Tuesday January 18, 2000 (Vol. 2; No. 3)

Vast White Conspiracy; Confederate Flag Football; Hillary’s Hush-Kit Money

1. Newsweek’s Michael Isikoff portrayed George W. Bush’s unprecedented fund-raising success as somehow sinister by implying that the Texas governor was a pawn of big business and "successful middle-aged white men."

2. In Time, James Carney found Bush to be sometimes "scripted, or just bored" with the rigors of a presidential campaign, and hypocritical on media questions about the South Carolina flag.

3. U.S. News & World Report found something new about the First Lady running for the Senate. Are big donors shoveling soft-money dollars her way to influence the President on their business?

4. To observe Martin Luther King’s birthday, Newsweek invited radical black professor Michael Eric Dyson to complain about how King’s views have been watered down. As for today’s alleged racial healers, Newsweek columnist George Will thought someone should correct Bill Bradley.


 

Newsweek's Michael Isikoff dismissed the notion that Texas Governor George W. Bush was the beneficiary of grass-roots support and posited the idea the Bush was a tool for a handful of powerful businessmen: "Bush credits grass-roots enthusiasm for his fund-raising triumph. Look again: at the heart of his operation are a handful of GOP kingmakers who placed their bets early."

* _Data rows_:
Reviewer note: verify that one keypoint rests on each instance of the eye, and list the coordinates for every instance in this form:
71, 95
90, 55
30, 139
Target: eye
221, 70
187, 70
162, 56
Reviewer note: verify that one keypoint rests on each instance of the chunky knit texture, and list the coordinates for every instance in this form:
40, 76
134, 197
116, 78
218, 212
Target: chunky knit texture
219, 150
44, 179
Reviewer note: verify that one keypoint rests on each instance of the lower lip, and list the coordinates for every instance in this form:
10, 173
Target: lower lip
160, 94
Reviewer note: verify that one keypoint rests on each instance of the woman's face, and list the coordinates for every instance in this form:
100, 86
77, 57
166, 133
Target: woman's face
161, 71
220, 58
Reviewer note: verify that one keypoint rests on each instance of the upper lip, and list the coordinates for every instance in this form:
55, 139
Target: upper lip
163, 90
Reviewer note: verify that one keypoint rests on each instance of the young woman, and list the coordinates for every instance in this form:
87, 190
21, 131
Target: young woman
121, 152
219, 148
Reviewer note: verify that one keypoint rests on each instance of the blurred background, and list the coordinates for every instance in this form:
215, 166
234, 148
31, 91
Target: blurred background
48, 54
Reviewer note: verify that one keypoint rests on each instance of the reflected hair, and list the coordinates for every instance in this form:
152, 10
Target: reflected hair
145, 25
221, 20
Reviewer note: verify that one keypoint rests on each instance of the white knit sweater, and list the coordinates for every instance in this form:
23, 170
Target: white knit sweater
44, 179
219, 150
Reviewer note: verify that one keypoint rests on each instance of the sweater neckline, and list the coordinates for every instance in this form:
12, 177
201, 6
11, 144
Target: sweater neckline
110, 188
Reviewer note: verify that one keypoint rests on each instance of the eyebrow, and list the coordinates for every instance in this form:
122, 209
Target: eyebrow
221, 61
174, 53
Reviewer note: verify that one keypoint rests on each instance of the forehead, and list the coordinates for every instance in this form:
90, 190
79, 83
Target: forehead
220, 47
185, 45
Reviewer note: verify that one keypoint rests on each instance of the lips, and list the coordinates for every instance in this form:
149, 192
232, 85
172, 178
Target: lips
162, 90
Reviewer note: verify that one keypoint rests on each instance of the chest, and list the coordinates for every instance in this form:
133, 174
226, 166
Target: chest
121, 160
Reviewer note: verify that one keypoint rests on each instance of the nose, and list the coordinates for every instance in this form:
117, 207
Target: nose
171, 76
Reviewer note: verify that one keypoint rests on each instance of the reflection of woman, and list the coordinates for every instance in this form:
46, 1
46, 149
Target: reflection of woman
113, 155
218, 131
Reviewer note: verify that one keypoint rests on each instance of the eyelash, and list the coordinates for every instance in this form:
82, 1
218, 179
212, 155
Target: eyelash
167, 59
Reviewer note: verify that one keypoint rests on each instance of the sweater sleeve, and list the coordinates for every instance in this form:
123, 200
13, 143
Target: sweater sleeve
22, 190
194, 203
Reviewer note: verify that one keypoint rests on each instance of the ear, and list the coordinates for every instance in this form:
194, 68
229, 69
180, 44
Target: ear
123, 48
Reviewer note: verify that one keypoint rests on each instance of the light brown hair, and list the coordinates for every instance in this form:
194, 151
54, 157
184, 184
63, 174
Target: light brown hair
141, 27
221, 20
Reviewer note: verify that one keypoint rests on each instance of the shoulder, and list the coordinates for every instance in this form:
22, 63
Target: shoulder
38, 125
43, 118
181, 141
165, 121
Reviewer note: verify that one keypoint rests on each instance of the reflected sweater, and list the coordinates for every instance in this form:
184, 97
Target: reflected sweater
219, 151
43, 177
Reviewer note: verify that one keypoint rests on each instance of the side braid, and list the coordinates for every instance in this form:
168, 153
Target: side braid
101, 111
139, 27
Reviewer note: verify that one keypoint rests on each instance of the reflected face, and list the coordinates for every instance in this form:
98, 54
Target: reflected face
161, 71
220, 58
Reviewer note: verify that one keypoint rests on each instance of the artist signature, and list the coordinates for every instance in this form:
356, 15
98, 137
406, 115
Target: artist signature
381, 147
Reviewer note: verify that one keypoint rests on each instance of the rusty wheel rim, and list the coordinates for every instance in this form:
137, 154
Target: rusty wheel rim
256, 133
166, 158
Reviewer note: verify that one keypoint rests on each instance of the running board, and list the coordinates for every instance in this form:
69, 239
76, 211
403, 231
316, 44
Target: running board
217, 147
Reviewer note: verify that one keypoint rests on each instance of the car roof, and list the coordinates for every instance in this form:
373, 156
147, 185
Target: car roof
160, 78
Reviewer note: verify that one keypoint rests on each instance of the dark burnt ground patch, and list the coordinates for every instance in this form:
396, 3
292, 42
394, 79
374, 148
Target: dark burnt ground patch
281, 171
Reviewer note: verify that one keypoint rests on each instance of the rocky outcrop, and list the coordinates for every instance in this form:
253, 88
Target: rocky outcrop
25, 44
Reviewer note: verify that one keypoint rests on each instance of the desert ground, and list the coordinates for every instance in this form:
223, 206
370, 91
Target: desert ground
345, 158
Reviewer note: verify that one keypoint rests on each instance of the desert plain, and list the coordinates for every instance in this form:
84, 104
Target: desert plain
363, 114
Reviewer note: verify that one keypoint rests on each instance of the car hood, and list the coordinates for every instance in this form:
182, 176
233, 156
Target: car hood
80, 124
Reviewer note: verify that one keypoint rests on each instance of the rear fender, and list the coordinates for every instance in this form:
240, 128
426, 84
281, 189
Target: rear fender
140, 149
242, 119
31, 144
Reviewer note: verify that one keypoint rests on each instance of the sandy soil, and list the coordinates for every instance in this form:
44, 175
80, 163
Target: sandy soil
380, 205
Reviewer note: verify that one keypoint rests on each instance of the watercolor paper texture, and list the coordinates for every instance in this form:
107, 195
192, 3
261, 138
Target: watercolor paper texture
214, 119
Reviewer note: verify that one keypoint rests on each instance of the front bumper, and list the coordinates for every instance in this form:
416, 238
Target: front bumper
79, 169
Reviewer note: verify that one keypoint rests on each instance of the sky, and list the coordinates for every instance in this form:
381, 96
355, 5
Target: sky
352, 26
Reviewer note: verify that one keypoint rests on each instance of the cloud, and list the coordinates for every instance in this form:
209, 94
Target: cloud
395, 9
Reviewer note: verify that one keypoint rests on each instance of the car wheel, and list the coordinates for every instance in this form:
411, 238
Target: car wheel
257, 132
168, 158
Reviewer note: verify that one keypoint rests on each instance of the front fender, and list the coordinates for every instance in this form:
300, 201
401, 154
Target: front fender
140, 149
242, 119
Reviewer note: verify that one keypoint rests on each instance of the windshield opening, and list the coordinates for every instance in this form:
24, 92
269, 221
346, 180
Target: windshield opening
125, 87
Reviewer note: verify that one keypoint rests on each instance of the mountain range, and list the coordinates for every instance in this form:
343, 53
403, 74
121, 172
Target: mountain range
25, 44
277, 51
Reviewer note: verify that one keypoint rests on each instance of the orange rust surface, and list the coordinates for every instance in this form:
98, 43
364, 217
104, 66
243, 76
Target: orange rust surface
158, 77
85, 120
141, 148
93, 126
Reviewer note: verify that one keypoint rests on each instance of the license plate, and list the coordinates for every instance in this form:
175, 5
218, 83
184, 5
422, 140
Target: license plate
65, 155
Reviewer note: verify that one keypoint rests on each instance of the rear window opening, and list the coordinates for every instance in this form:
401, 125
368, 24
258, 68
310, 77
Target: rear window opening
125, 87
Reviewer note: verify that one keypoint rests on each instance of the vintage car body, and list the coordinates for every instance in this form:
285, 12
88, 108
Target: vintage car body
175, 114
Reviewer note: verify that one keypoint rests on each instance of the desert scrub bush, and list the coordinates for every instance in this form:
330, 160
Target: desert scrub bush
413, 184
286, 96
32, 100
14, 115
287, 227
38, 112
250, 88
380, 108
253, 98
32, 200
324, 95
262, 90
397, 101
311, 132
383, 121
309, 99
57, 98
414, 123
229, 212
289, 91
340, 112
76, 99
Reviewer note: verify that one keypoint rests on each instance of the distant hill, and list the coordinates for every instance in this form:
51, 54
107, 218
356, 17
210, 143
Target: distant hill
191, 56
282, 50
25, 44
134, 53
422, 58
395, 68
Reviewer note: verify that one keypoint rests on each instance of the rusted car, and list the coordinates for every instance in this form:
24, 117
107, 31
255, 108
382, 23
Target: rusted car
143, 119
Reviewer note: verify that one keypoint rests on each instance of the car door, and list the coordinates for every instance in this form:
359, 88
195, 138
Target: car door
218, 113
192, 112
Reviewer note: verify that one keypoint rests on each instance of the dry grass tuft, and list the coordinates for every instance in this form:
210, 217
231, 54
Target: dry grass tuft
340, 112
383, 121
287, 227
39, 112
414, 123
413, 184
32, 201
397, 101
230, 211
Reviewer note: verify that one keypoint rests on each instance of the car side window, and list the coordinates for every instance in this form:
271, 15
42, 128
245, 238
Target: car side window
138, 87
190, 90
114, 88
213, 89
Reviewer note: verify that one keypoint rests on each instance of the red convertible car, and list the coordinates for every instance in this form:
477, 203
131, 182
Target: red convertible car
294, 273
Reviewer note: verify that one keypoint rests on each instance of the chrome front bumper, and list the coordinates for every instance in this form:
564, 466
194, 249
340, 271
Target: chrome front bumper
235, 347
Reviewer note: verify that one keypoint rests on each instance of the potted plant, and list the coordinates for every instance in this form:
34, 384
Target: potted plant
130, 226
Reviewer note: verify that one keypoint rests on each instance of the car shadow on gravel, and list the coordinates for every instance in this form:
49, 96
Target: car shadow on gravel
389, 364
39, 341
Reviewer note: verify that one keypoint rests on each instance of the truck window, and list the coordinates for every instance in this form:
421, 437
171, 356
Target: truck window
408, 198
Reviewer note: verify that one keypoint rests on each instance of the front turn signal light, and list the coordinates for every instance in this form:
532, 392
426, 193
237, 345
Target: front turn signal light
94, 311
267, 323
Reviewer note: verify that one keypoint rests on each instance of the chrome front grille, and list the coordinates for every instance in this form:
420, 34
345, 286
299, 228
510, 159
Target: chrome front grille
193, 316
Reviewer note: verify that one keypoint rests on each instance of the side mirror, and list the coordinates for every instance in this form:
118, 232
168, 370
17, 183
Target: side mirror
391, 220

--

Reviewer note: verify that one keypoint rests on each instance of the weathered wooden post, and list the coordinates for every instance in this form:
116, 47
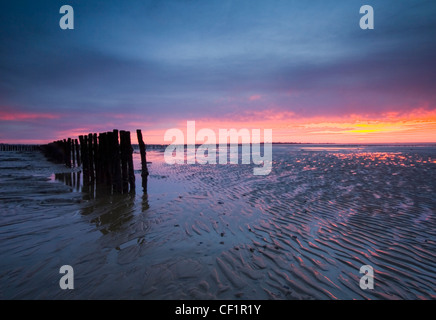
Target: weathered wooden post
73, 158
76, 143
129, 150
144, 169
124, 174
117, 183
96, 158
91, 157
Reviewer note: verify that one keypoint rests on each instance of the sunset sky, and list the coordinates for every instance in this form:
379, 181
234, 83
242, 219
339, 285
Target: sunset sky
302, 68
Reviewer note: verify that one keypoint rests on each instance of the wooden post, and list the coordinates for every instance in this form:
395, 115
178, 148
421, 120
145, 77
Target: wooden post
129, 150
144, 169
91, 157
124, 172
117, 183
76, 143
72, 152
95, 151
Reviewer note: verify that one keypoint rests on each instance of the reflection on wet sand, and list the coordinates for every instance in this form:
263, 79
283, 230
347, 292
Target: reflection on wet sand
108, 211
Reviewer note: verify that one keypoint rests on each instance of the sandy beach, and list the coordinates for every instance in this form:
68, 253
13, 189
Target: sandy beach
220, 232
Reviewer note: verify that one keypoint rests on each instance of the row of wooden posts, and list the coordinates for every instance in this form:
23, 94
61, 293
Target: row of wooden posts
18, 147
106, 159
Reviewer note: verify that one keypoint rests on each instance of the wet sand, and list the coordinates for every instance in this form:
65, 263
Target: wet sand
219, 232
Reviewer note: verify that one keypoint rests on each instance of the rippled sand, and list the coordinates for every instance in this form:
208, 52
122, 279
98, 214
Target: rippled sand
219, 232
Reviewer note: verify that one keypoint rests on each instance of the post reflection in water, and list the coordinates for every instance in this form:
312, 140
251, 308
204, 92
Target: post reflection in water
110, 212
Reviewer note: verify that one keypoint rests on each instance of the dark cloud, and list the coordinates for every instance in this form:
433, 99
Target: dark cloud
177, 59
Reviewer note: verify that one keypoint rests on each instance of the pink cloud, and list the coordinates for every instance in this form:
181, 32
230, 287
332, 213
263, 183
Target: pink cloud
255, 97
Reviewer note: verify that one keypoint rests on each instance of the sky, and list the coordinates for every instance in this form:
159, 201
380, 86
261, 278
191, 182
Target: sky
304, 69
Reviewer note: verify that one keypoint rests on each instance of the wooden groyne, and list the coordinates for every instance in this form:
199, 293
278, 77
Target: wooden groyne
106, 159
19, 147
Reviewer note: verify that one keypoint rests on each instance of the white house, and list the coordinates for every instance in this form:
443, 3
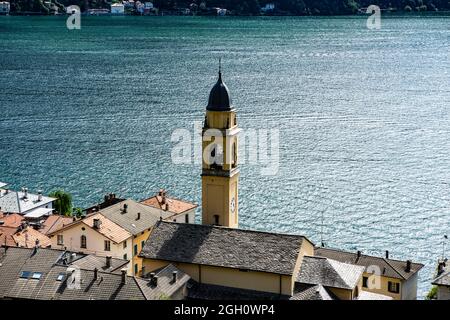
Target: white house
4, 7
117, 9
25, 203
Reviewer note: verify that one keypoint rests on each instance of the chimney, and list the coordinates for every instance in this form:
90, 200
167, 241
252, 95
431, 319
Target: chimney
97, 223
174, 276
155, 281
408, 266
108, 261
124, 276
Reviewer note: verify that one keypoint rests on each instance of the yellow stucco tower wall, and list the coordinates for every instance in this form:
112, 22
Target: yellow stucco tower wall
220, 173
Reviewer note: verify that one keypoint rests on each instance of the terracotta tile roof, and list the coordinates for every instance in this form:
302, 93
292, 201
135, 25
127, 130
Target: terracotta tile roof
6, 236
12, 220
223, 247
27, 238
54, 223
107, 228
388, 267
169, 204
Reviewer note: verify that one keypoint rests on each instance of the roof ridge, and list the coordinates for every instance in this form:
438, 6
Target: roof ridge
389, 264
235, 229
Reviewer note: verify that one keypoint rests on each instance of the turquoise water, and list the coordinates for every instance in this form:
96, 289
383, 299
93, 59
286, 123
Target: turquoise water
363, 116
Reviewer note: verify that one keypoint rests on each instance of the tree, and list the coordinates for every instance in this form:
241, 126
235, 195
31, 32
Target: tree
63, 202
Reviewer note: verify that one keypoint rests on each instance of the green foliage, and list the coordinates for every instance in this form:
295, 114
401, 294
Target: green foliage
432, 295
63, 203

* * *

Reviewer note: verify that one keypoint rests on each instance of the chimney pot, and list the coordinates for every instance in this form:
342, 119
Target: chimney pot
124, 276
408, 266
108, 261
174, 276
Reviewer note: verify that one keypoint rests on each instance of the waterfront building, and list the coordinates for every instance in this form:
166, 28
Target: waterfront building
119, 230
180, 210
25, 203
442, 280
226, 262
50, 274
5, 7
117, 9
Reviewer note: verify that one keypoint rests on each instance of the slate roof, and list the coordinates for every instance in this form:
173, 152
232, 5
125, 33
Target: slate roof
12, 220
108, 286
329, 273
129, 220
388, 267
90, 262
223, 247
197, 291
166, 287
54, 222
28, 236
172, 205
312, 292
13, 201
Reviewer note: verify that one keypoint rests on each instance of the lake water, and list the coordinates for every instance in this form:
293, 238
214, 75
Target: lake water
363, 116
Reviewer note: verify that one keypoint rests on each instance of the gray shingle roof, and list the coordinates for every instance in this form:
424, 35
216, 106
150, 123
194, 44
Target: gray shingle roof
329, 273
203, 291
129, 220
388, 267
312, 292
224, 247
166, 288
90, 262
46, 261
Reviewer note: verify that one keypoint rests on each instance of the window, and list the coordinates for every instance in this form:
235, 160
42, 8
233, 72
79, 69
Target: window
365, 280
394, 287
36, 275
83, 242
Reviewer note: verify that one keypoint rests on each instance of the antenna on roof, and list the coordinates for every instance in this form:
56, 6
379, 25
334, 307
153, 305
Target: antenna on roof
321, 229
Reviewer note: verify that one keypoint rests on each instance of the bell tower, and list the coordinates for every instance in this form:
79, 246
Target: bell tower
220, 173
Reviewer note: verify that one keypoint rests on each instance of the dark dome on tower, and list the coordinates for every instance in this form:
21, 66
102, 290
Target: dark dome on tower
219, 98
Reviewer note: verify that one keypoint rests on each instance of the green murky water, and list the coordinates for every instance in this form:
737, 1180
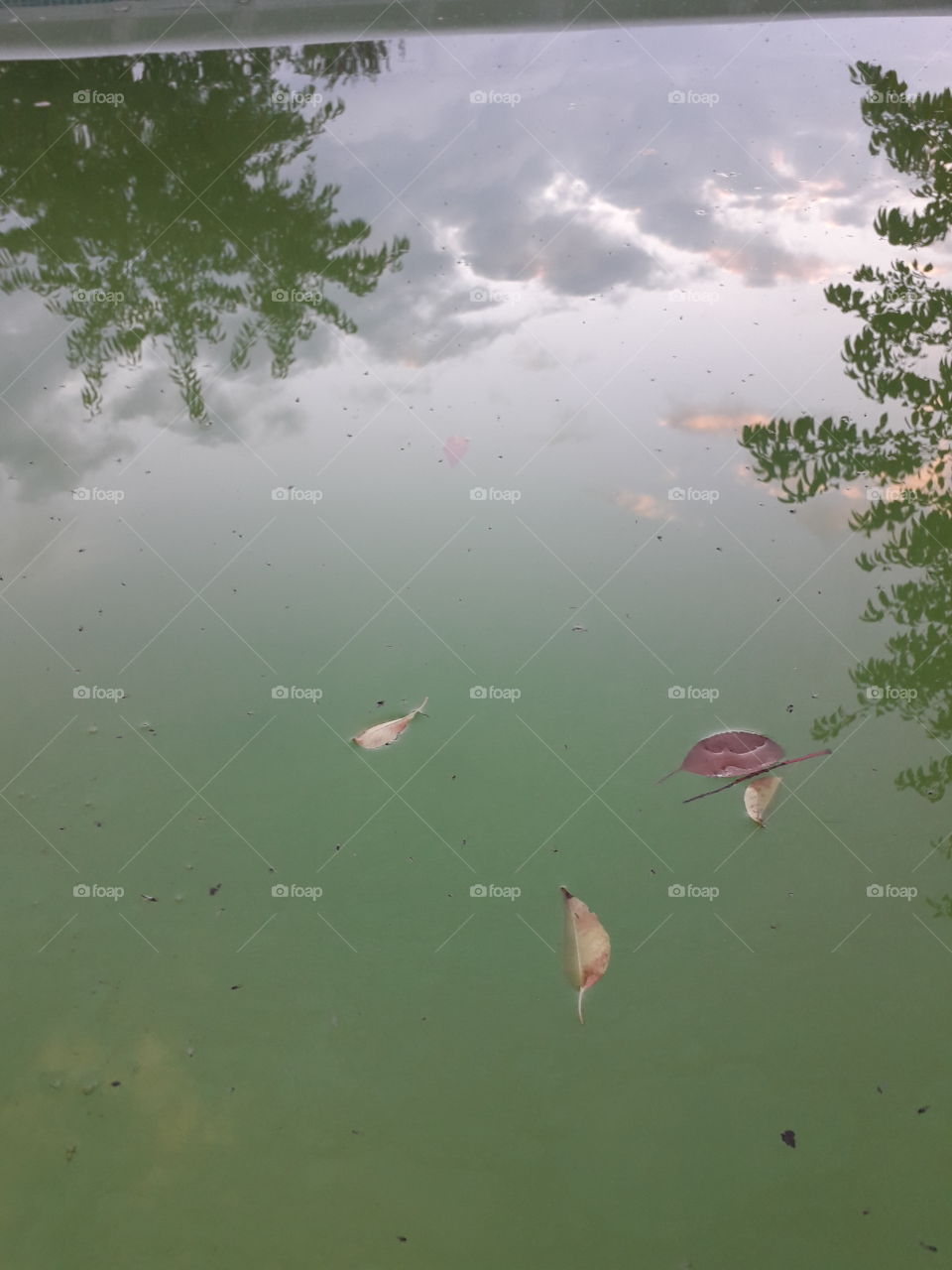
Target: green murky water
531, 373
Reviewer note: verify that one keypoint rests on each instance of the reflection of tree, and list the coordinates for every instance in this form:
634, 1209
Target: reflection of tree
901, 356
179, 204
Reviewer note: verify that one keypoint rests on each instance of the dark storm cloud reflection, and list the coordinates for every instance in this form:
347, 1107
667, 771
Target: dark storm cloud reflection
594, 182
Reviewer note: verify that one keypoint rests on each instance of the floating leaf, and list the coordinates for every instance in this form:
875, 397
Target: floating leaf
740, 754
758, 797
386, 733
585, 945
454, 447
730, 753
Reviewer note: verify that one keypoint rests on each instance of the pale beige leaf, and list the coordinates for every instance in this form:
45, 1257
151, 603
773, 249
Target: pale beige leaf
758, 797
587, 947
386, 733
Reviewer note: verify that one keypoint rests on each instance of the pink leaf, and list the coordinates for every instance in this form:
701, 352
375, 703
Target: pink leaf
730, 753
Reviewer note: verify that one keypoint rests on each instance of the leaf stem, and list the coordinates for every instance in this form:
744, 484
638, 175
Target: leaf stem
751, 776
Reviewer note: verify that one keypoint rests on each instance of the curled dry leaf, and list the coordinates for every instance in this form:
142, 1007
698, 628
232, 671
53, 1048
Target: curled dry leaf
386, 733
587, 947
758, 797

* _Task prompt_: Reproduce the full text of the January 18, 2000 media review word for word. Rely only on the text itself.

* _Output below_:
Tuesday January 18, 2000 (Vol. 2; No. 3)

Vast White Conspiracy; Confederate Flag Football; Hillary’s Hush-Kit Money

1. Newsweek’s Michael Isikoff portrayed George W. Bush’s unprecedented fund-raising success as somehow sinister by implying that the Texas governor was a pawn of big business and "successful middle-aged white men."

2. In Time, James Carney found Bush to be sometimes "scripted, or just bored" with the rigors of a presidential campaign, and hypocritical on media questions about the South Carolina flag.

3. U.S. News & World Report found something new about the First Lady running for the Senate. Are big donors shoveling soft-money dollars her way to influence the President on their business?

4. To observe Martin Luther King’s birthday, Newsweek invited radical black professor Michael Eric Dyson to complain about how King’s views have been watered down. As for today’s alleged racial healers, Newsweek columnist George Will thought someone should correct Bill Bradley.


 

Newsweek's Michael Isikoff dismissed the notion that Texas Governor George W. Bush was the beneficiary of grass-roots support and posited the idea the Bush was a tool for a handful of powerful businessmen: "Bush credits grass-roots enthusiasm for his fund-raising triumph. Look again: at the heart of his operation are a handful of GOP kingmakers who placed their bets early."